▸ **EXCERPT PROVIDED**:
I can't remeber exactly and I don't have a logfile at hand at the moment. But the problem arised with filenames containing german umlauts, like äöü. For example a filename like "Sterntour-Glärnischhütte.xlsx" would cause problems, caused by the "ä" and "ü" in the filename.
I can search for the logfile if you need more details.

davidism · 2018-05-28T12:58:06Z

Thanks, that filename caused the issue. The name used in the test in Flask triggered the filename* behavior, which ended up as ASCII. Your example encoded to Latin-1, so there was no extra encoding done and it was passed on as-is.

jrast · 2018-05-29T22:13:35Z

Just for the reference: @davidism fixed the encoding in flask with pull request pallets/flask#2804, which will be released in flask 1.0.3. This will make flask compatible with the current behaviour of gunicorn.

At this occasion, i want to thank @benoitc , @tilgovi and @davidism (and all other involved devs!) for their work on gunicorn and flask. I am positively surprised about the discussion which unfold in this issue! The issue was addressed very quick, the discussion was based on facts and a good solution for both packages was found very quickly! I'm allways surprised how quick issues are addressed in the open source world and that, most of the time, good solutions can be found for all involved parties. I think a fix would have taken much longer if both packages would have been closed source libraries, owned by some big coorperations. Thank you very much and keep up the great work!

georgexsh · 2018-07-12T08:44:50Z

flask/werkzeug will encode than decode cookie value to Unicode with latin1:
https://github.com/pallets/werkzeug/blob/master/werkzeug/http.py#L1107-L1108

If a unicode string is returned it’s tunneled through latin1 as required by PEP 3333.

benoitc · 2018-07-12T13:22:56Z

@georgexsh so what's your expectation?

georgexsh · 2018-07-13T05:47:09Z

@benoitc to point out flask/werkzeug is still had incompatible behavior with gunicorn. I will be happier if #1778 (comment) get implemented.

btw, your reply is very agile, I admire your diligence.

davidism · 2018-07-13T06:32:29Z

Given that it's never had a problem before between that code and Gunicorn, I'm not too concerned, although I may switch more things to ASCII eventually. Do you have a real failing example?

georgexsh · 2018-07-13T10:14:56Z

from werkzeug.wrappers import Request, Response

class MyResp(Response):
    charset = 'utf-8-sig'

@Request.application
def application(request):
    resp = MyResp()

▸ **EXCERPTED DATA**:
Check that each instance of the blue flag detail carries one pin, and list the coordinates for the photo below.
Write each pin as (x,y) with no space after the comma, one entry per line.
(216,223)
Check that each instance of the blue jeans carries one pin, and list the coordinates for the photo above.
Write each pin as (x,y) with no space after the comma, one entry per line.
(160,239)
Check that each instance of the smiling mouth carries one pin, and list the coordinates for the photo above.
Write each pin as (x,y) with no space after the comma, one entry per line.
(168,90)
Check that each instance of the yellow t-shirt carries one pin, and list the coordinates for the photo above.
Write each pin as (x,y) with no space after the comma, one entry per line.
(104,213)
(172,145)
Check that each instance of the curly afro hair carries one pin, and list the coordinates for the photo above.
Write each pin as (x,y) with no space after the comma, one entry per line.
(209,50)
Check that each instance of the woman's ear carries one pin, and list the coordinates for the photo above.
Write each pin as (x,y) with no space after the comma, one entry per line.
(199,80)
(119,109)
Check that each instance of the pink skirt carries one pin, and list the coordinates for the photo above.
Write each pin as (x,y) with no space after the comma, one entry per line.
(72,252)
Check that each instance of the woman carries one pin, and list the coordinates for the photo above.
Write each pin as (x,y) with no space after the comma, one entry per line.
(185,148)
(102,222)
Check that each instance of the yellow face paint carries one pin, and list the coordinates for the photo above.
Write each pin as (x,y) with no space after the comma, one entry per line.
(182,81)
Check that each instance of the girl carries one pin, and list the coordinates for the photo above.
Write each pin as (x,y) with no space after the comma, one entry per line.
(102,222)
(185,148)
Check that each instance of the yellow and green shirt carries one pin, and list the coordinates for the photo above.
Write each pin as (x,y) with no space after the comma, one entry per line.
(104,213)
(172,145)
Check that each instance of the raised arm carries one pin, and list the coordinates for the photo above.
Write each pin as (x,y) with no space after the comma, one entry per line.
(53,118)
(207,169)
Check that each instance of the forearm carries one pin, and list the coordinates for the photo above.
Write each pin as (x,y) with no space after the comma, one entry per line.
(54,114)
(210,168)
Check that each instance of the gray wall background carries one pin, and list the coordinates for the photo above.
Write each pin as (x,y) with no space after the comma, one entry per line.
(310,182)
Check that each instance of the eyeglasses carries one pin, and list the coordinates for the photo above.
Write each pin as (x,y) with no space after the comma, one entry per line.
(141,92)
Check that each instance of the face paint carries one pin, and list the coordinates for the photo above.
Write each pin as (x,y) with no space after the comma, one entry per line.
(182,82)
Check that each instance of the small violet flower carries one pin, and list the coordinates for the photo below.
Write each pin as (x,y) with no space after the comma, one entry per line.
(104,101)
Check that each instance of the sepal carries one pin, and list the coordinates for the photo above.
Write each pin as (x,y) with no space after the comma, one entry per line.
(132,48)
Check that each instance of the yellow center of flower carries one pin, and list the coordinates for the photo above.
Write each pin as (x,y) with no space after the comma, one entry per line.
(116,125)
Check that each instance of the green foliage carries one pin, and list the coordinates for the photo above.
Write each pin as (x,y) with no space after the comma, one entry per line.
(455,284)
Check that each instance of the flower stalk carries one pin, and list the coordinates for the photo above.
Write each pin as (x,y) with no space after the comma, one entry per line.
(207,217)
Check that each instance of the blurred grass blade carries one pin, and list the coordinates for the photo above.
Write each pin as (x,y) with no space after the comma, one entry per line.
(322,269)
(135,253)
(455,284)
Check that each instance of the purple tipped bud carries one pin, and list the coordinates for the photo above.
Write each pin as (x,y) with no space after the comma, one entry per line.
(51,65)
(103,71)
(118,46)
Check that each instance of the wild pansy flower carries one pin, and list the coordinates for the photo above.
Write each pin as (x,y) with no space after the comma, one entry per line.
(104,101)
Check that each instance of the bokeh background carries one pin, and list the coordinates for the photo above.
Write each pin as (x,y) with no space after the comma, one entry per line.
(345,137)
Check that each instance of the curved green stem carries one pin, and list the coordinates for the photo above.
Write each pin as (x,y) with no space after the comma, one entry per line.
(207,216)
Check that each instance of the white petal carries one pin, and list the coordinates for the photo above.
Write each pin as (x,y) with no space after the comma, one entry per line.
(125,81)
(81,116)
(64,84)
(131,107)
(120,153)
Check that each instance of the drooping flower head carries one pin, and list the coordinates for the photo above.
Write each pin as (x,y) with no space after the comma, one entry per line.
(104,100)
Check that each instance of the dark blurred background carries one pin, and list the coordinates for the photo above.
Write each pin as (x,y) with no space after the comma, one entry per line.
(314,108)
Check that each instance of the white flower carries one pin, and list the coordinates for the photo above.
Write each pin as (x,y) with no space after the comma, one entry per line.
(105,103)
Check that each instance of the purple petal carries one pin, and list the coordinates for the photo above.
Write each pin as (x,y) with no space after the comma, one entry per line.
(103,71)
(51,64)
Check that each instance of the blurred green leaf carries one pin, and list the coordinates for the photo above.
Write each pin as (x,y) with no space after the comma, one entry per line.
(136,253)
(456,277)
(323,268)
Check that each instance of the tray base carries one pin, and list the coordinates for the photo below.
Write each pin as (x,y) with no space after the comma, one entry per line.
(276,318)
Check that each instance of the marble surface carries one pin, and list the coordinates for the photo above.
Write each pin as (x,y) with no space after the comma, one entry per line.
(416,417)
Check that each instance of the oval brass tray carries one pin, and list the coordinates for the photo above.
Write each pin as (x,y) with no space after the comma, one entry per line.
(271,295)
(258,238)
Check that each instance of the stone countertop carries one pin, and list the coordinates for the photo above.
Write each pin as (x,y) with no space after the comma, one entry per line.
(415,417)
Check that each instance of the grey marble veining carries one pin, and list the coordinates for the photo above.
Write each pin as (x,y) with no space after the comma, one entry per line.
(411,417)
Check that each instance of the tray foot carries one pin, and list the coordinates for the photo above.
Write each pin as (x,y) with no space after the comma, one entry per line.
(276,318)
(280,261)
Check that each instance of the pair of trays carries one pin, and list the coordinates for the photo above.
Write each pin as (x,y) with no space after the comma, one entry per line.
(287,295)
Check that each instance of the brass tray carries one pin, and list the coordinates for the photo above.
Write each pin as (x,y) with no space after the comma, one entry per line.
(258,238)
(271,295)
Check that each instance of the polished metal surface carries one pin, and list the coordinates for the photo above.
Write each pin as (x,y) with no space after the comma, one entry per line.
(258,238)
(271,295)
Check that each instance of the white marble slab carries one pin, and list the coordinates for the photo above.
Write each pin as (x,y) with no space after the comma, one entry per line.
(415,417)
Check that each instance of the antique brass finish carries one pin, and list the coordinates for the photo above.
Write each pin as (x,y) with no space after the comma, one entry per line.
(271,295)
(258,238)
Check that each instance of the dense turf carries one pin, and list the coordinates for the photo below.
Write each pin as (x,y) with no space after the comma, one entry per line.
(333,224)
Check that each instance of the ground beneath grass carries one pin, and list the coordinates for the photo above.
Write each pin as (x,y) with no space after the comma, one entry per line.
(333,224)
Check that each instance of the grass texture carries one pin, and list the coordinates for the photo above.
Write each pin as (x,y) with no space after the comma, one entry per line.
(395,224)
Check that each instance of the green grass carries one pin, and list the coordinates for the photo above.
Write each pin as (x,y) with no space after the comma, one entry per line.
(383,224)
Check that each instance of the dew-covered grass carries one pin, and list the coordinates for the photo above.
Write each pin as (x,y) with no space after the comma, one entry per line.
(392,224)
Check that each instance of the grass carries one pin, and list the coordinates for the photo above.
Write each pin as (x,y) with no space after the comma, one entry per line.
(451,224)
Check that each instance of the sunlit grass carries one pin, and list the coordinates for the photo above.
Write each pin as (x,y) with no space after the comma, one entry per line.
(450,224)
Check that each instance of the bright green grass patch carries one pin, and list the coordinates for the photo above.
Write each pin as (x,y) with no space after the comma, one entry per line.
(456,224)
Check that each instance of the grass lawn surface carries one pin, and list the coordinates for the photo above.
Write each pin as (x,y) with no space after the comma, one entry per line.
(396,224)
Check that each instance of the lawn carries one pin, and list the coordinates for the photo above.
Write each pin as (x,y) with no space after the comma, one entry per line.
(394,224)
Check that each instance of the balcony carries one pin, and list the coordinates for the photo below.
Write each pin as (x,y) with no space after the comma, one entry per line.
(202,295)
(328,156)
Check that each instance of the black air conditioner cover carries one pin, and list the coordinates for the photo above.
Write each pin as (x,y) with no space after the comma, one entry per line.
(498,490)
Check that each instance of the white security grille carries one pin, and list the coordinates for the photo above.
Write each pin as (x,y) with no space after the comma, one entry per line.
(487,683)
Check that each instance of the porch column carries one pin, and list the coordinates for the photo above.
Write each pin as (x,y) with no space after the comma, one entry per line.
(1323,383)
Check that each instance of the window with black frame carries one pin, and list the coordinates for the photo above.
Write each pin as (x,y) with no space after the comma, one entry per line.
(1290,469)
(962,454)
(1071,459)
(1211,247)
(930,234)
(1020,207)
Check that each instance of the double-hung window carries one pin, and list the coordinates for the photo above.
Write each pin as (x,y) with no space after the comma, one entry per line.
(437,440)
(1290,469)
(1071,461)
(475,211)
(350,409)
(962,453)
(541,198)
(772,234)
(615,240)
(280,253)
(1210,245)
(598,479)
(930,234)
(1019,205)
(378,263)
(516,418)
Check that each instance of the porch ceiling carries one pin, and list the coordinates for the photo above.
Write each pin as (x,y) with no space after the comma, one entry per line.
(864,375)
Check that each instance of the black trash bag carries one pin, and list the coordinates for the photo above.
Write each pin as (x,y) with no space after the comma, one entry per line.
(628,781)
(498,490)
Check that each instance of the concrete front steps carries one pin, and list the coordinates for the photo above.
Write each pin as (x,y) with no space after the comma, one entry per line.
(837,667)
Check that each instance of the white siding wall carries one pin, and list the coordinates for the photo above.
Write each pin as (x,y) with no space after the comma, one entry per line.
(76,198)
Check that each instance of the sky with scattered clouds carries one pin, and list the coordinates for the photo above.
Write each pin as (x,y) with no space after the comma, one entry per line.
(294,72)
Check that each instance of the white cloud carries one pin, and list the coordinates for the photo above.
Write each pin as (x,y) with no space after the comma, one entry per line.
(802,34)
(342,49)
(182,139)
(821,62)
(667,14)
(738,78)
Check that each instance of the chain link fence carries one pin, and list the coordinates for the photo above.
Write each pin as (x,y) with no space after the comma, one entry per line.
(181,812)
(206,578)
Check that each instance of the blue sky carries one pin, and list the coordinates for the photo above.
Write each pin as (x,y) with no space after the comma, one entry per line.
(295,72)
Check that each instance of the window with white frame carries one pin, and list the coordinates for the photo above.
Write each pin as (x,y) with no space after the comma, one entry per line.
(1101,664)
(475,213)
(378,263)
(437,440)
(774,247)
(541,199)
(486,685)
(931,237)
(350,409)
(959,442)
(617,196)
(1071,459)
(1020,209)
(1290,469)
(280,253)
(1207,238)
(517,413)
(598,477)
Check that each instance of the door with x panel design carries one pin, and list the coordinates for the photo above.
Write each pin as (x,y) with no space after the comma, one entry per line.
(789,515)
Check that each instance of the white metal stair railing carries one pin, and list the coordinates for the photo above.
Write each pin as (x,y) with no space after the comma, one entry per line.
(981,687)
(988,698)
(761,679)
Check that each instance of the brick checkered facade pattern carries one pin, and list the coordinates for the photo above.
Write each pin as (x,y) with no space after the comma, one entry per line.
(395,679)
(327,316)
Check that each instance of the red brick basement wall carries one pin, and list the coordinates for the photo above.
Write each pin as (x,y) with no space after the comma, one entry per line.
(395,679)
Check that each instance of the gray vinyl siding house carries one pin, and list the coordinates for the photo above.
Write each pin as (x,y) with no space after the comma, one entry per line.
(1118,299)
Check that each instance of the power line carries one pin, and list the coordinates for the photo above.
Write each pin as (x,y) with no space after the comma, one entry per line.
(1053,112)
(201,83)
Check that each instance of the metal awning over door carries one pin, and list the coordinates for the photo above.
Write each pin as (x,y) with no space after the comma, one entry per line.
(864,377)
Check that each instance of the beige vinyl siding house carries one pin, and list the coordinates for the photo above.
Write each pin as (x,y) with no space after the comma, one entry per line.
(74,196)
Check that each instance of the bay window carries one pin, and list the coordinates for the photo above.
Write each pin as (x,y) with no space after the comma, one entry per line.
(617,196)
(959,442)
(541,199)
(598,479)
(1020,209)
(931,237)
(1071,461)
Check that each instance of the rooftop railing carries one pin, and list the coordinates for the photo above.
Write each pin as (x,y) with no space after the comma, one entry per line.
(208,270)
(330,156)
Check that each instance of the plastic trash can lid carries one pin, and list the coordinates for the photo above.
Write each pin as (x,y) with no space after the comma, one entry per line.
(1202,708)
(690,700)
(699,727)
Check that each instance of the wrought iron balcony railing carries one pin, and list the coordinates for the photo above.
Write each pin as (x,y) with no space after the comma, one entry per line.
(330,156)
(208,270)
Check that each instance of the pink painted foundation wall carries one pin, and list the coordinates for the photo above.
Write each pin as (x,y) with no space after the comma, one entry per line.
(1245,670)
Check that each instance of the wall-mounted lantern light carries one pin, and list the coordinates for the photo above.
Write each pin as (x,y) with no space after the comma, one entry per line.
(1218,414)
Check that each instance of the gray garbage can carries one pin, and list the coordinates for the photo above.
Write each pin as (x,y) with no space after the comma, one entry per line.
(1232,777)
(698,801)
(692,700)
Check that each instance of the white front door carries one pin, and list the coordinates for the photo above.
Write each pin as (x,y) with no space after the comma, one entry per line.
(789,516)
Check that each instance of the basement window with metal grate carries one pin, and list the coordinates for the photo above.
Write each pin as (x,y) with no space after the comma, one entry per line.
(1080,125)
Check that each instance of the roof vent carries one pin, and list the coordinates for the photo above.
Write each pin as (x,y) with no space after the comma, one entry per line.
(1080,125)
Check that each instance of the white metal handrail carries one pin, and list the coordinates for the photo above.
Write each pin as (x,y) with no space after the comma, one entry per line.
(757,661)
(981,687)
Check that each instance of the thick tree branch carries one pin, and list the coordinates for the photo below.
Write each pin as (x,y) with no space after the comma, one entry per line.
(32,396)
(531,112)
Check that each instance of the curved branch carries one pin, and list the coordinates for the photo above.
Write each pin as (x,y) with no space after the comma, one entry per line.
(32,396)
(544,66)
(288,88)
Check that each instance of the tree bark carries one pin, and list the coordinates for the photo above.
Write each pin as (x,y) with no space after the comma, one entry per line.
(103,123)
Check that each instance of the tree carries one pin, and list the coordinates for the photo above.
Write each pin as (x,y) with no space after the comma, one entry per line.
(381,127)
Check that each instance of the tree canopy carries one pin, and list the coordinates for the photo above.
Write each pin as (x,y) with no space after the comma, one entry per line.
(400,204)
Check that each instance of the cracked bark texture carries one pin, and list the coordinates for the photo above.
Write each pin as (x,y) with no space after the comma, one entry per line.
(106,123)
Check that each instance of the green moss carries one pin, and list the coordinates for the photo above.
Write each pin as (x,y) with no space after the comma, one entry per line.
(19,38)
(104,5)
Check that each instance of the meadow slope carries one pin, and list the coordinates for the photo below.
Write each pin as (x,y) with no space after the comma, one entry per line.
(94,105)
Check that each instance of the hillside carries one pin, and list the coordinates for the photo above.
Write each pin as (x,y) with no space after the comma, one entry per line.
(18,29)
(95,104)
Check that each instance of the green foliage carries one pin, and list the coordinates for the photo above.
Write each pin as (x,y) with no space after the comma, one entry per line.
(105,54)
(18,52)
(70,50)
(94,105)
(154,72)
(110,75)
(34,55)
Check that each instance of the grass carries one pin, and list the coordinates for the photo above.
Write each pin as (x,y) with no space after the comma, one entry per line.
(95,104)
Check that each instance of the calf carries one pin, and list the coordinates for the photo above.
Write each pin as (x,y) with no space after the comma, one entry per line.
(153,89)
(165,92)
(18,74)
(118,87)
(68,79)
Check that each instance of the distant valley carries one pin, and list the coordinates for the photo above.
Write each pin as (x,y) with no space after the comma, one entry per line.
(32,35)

▸ **REQUIRED TASK 1**:
Locate every line in the rows that contains the word "porch" and copy each one. Matches must have the same uppercase and lowercase letters.
▸ **REQUIRED TASK 2**:
Write the next part of the Flask and Gunicorn encoding thread, continuing after its final line.

▸ **EXERCISE RESULT 1**:
Check that each instance of the porch column carries one pin, and list the coordinates for the photo above.
Check that each instance of the porch ceiling carries one pin, and list the coordinates for the photo above.

▸ **EXERCISE RESULT 2**:
    resp.set_cookie('foo', 'bar')
    return resp

run it with gunicorn yields an error:

Traceback (most recent call last):
  File "gunicorn/workers/sync.py", line 135, in handle
    self.handle_request(listener, req, client, addr)
  File "gunicorn/workers/sync.py", line 183, in handle_request
    resp.close()
  File "gunicorn/http/wsgi.py", line 409, in close
    self.send_headers()
  File "gunicorn/http/wsgi.py", line 329, in send_headers
    util.write(self.sock, util.to_bytestring(header_str, "ascii"))
  File "gunicorn/util.py", line 507, in to_bytestring
    return value.encode(encoding)
UnicodeEncodeError: 'ascii' codec can't encode characters in position 155-157: ordinal not in range(128)

the error is from this header:

Set-Cookie: ï»¿foo="\357\273\277bar"; Path=ï»¿%EF%BB%BF/?%EF%BB%BF#%EF%BB%BF

when werkzeug dump cookies with utf-8-sig, BOM is added, it could be decoded with 8bit latin1 but can not reencode with as 7bit ASCII:

>>> ''.encode('utf-8-sig').decode('latin1')
'ï»¿'

>>> ''.encode('utf-8-sig').decode('ascii')
Traceback (most recent call last):
  File "<stdin>", line 1, in <module>
UnicodeDecodeError: 'ascii' codec can't decode byte 0xef in position 0: ordinal not in range(128)

there is more detail in apache/superset#5377

but I think this is a bug in the application (superset), it should not rely on flask/werkzeug to encode CSV string to bytes but encode by itself.

davidism · 2018-07-13T12:38:15Z

That's definitely an issue with that application.

javabrett · 2018-11-09T00:51:22Z

Some notes on the behaviour differences between Werkzeug(+Flask) and Gunicorn(+Flask):

Application attempts to set header value	Werkzeug/0.14.1+Flask	Gunicorn 19.9/master
`b'f\xc3\xb6o'.decode("utf-8", "strict") = "föo"`	200 OK, header value is sent, contains bytes `\x66\xf6\x6f = föo`	500, `UnicodeEncodeError: 'ascii' codec can't encode character '\xf6' in position 164: ordinal not in range(128)`
`b'Swan: \xF0\x9F\xA6\xA2'.decode("utf-8", "strict") = "Swan: (swan glyph)"`	200 but empty response, errors out while encoding headers - `UnicodeEncodeError: 'latin-1' codec can't encode character '\U0001f9a2' in position 19: ordinal not in range(256)`	500, `UnicodeEncodeError: 'ascii' codec can't encode character '\U0001f9a2' in position 169: ordinal not in range(128)`

Note that when writing-out the response headers, Werkzeug delegates to Python builtin BaseHTTPRequestHandler:

https://github.com/pallets/werkzeug/blob/7477be2853df70a022d9613e765581b9411c3c39/werkzeug/serving.py#L235

... which uses latin-1:

https://github.com/python/cpython/blob/fd512d76456b65c529a5bc58d8cfe73e4a10de7a/Lib/http/server.py#L516

That will explain the behaviour differences.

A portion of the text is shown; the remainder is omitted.